Reproduce every line of the material below, including the text before each answer, but increase every number in the SVG answers (both the viewBox values and the path coordinates) by 18. Leave the pictures out.

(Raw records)
****

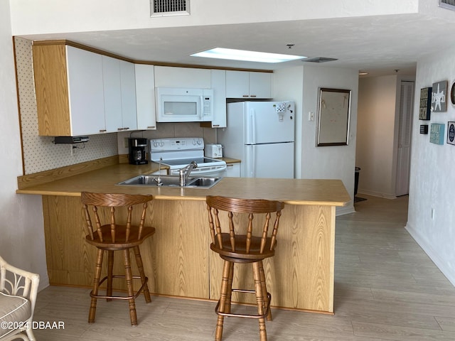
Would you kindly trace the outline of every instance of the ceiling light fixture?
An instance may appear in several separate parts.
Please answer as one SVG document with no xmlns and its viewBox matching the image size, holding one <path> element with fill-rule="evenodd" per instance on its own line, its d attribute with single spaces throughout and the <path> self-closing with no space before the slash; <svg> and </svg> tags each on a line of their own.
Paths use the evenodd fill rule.
<svg viewBox="0 0 455 341">
<path fill-rule="evenodd" d="M 198 52 L 192 54 L 191 56 L 259 63 L 282 63 L 306 58 L 301 55 L 281 55 L 278 53 L 267 53 L 265 52 L 247 51 L 245 50 L 233 50 L 223 48 L 215 48 L 205 51 Z"/>
</svg>

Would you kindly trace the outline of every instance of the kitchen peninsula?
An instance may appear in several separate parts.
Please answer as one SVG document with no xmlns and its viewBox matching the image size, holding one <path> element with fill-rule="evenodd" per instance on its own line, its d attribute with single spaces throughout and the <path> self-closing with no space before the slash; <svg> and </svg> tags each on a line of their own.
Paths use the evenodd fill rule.
<svg viewBox="0 0 455 341">
<path fill-rule="evenodd" d="M 43 175 L 18 178 L 18 193 L 43 197 L 50 284 L 92 285 L 95 251 L 83 240 L 82 191 L 153 195 L 146 222 L 156 232 L 141 247 L 151 292 L 209 300 L 218 298 L 223 261 L 210 249 L 205 196 L 277 200 L 286 205 L 276 255 L 264 262 L 272 305 L 333 313 L 336 207 L 350 200 L 341 180 L 224 178 L 208 189 L 116 185 L 156 170 L 154 163 L 117 163 L 49 182 Z M 249 285 L 238 278 L 233 286 Z"/>
</svg>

****

*FINISHED TASK*
Would you kindly trace the outline of every instance of the ceiling light fixture?
An instance may appear in several separate parts.
Please answer as one SVG document with no xmlns and its viewBox matching the image size, holding one <path> element with fill-rule="evenodd" per instance on its own line, its d attribute with single spaces throughout and the <path> self-closing with no space before the slash; <svg> and </svg> tags each on a line of their own.
Paths use the evenodd fill rule.
<svg viewBox="18 18 473 359">
<path fill-rule="evenodd" d="M 216 70 L 210 72 L 209 74 L 277 81 L 300 81 L 324 76 L 319 73 L 299 73 L 296 71 L 285 71 L 283 70 L 265 69 L 263 68 L 251 68 L 241 66 L 233 66 L 223 69 Z"/>
</svg>

Would you kindly trace the outline of every instance of the kitchen peninsula?
An instance may appear in several separate parts.
Please answer as one SVG document with no xmlns and its viewBox matching the image size, holding one <path> element with fill-rule="evenodd" per instance on its own line, its d attribute with single spaces throughout and the <path> self-closing with no space before the slash; <svg> and </svg> tags each on a line of their own.
Paths use the evenodd fill rule.
<svg viewBox="18 18 473 359">
<path fill-rule="evenodd" d="M 61 193 L 36 196 L 36 211 L 61 215 L 68 302 L 110 303 L 113 269 L 101 258 L 100 209 L 171 213 L 164 240 L 174 250 L 159 265 L 169 310 L 227 318 L 236 316 L 241 279 L 228 267 L 223 214 L 295 218 L 304 223 L 294 273 L 282 280 L 290 323 L 351 331 L 354 225 L 368 218 L 359 198 L 242 196 L 226 207 L 134 203 L 174 188 L 172 181 L 135 181 L 67 200 Z M 267 303 L 256 296 L 251 304 Z"/>
</svg>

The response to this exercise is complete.